EXERCISE DIRECTIONS
Can you render the material from the line with "Target: white marble surface" through the line with "pixel 579 918", both included and nothing else, as a Markdown table whose columns are Row (a running number) and Text (the line itself), leaving out any blank lines?

DATASET RECORDS
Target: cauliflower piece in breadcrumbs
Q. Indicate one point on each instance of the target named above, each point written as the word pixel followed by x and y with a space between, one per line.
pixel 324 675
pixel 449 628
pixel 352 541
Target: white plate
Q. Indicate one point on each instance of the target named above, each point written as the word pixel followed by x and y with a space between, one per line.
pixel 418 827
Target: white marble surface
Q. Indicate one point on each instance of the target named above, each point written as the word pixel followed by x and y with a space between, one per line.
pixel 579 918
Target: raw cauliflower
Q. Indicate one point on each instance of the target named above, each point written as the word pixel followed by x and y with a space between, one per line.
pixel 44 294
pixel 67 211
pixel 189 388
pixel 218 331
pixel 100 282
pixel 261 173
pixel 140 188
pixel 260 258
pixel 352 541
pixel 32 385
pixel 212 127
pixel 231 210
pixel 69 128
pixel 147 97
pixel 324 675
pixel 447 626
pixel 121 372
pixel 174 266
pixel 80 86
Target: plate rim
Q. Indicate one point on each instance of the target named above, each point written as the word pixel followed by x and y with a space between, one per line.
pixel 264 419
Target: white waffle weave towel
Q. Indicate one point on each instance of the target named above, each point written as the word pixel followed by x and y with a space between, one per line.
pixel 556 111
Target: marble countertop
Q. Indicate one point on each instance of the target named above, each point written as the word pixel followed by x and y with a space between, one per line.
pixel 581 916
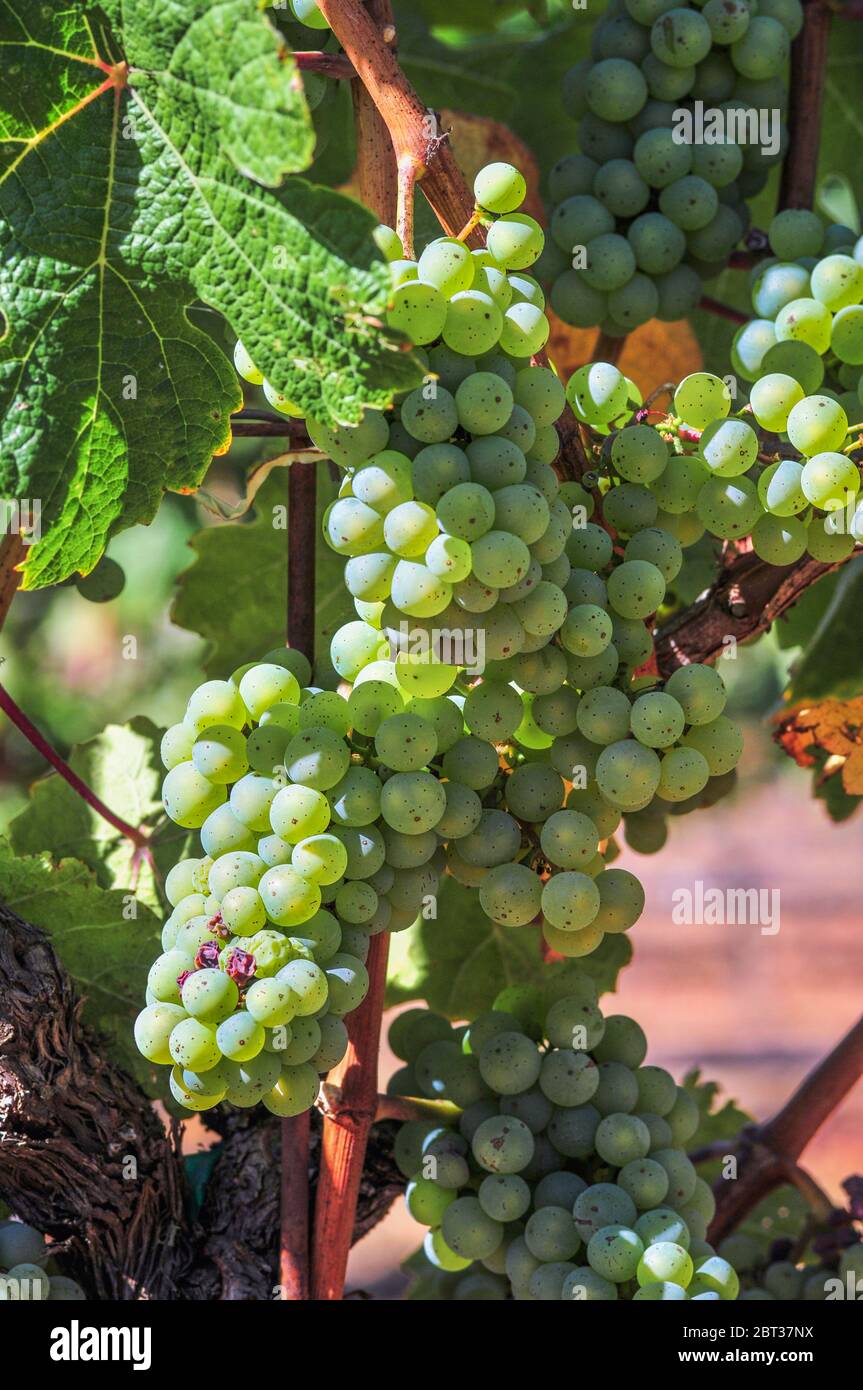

EXPECTED ANSWER
| Row | Text |
|---|---|
| 1 | Target: white marble surface |
| 2 | Q. Indicate one point on each instance of the target named above, each point written as the word pixel followed by x and y with a space between, one per line. |
| 3 | pixel 579 918 |